[Excerpt from a dataset]
====
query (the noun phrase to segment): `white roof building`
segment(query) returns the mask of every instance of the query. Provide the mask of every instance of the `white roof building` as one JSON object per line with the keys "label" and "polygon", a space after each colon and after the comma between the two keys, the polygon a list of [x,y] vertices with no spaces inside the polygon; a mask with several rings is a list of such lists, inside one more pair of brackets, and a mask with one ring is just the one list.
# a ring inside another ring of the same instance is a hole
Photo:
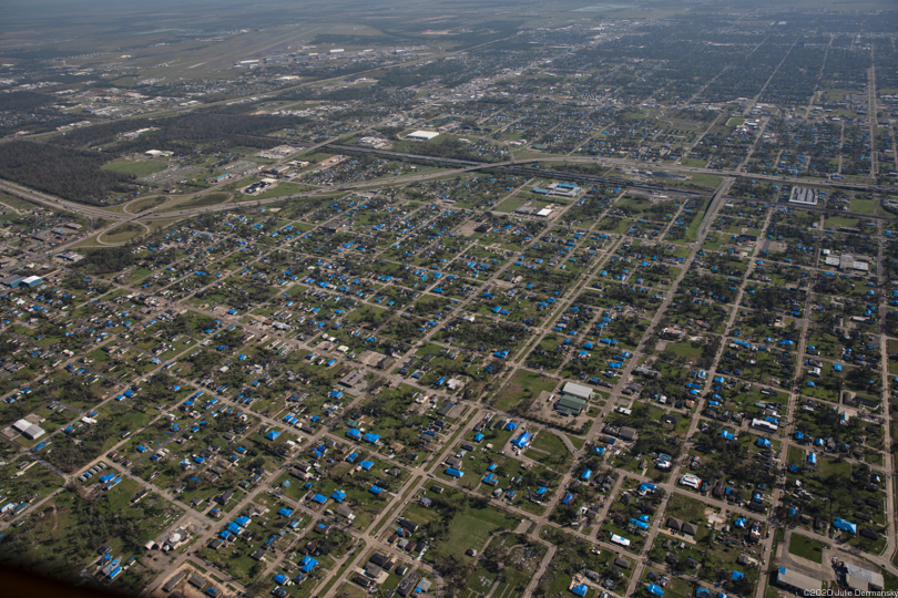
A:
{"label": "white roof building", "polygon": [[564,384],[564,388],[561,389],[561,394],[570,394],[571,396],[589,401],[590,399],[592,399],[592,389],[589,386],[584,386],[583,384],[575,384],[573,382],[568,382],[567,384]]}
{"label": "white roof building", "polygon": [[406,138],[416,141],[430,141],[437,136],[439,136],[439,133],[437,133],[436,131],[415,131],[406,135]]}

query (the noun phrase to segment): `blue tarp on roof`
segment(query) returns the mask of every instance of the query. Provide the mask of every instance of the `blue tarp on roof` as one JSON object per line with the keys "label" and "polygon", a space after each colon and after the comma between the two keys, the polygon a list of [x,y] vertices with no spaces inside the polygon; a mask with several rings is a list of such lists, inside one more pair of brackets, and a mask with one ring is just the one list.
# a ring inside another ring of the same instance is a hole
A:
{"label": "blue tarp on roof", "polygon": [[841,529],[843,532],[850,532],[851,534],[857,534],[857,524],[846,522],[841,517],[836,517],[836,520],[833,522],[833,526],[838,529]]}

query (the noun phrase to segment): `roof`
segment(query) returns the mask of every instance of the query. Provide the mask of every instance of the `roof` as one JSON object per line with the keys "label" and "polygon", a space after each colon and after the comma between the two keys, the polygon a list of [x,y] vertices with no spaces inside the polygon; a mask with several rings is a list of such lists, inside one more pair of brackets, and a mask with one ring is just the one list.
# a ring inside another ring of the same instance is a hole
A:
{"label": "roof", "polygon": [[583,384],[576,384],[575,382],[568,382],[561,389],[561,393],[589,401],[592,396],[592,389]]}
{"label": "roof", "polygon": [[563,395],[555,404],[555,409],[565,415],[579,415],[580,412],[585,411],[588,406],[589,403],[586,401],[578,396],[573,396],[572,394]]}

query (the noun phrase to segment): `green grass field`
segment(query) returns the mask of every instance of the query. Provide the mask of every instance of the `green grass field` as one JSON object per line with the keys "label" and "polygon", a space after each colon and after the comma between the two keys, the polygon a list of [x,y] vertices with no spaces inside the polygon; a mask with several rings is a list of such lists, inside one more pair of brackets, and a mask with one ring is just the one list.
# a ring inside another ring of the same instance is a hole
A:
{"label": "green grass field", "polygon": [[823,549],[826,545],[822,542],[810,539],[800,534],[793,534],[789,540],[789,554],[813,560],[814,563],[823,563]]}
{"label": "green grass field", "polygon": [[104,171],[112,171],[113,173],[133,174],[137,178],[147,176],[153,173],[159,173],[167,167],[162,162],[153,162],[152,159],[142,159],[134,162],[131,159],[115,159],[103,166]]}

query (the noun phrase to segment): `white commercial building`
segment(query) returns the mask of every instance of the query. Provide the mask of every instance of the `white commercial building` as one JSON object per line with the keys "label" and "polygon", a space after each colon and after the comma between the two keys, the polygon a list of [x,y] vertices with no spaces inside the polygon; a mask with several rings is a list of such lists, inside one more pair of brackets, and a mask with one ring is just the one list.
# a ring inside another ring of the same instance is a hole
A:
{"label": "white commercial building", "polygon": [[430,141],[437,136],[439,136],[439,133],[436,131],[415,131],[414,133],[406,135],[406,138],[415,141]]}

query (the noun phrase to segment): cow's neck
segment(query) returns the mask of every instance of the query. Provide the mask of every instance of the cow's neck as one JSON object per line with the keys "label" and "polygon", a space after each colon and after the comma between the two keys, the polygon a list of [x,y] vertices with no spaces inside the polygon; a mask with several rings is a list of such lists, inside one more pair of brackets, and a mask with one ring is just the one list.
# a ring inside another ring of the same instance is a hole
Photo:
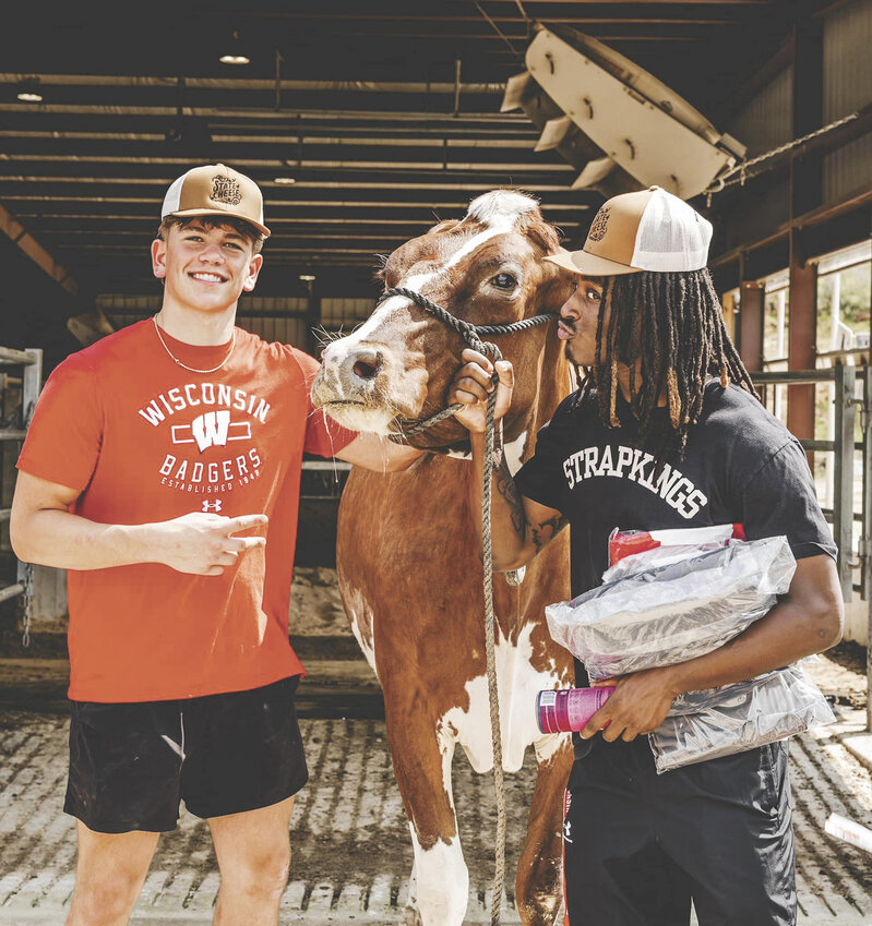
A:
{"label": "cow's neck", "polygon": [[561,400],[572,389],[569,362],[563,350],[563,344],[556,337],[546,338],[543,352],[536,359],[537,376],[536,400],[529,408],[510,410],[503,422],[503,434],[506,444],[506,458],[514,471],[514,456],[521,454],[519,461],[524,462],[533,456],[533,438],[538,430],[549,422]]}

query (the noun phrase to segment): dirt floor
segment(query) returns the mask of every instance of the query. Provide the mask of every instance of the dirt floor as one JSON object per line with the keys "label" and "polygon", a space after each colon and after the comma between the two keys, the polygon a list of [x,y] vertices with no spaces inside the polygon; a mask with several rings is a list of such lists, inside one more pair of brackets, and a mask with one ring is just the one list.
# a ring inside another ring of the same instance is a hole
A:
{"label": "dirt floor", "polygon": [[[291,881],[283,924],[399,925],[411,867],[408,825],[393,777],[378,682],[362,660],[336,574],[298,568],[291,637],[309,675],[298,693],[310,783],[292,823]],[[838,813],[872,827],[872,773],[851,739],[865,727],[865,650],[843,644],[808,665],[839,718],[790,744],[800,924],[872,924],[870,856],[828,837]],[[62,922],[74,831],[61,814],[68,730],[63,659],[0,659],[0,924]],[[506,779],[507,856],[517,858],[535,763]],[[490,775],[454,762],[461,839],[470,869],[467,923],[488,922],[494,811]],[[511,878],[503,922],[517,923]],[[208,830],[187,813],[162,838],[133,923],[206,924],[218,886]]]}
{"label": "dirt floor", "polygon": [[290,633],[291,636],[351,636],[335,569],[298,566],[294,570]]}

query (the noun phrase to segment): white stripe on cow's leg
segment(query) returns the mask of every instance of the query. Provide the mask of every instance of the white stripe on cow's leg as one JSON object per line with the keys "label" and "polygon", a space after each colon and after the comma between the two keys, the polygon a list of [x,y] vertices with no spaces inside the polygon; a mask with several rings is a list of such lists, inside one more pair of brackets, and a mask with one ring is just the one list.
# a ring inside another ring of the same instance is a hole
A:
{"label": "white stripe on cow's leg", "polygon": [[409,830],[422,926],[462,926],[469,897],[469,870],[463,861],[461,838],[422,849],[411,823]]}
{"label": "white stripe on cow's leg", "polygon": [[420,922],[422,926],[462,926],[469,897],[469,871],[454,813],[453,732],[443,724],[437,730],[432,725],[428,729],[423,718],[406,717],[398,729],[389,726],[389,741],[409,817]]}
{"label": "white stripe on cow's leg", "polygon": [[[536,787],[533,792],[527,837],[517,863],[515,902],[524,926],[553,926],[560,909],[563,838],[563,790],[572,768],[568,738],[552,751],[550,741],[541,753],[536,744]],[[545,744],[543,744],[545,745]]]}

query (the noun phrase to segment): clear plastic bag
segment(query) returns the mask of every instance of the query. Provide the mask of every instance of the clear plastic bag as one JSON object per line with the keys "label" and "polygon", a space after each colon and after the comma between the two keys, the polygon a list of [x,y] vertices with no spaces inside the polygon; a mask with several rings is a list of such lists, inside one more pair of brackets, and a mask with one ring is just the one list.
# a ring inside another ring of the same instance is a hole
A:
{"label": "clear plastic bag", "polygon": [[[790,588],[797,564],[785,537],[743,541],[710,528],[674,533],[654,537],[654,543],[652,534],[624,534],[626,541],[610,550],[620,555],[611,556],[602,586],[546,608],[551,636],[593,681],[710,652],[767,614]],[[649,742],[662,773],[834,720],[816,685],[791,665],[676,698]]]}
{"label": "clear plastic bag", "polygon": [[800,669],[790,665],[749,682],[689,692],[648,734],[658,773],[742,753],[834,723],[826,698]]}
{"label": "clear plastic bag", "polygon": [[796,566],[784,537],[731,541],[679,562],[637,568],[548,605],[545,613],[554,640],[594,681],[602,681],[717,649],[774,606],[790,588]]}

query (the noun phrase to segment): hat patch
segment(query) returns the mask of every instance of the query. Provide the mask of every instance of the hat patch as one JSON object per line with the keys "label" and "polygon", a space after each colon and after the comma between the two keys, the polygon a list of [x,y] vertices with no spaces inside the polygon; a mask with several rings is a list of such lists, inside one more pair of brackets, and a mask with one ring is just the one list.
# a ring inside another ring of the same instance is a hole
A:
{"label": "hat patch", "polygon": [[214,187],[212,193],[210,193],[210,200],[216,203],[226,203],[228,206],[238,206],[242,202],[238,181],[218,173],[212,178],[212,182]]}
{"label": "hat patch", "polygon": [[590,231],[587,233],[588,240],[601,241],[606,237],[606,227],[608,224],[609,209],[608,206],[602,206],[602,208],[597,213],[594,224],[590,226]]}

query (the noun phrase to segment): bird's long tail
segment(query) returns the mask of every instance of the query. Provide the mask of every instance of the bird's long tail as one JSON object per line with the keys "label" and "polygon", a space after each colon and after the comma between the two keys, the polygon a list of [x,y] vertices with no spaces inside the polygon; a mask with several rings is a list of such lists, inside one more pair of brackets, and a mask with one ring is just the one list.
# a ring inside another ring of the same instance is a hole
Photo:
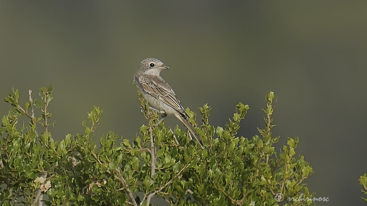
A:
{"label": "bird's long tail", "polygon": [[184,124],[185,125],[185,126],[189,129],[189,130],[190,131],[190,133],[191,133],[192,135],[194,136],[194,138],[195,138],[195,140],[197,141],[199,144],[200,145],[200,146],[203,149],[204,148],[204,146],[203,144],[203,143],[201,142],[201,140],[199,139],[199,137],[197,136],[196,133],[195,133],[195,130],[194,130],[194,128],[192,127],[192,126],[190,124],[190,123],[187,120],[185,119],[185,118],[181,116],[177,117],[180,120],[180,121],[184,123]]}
====
In the listing, rewrite everything from the line containing "query (the noun phrase to segment): cow's" down to the line containing "of the cow's", switching "neck" to "head" and leaving all else unchanged.

query (the noun phrase to segment): cow's head
segment(query) returns the mask of every instance of the query. Provide the mask of every instance of the cow's head as one JSON object per line with the keys "label" and "polygon", a space after each colon and after the comma between the two keys, the polygon a list of [x,y] vertices with no spaces inside the polygon; a mask with several rings is a list of such lists, inside one more pair of brackets, and a mask with one ring is just the one list.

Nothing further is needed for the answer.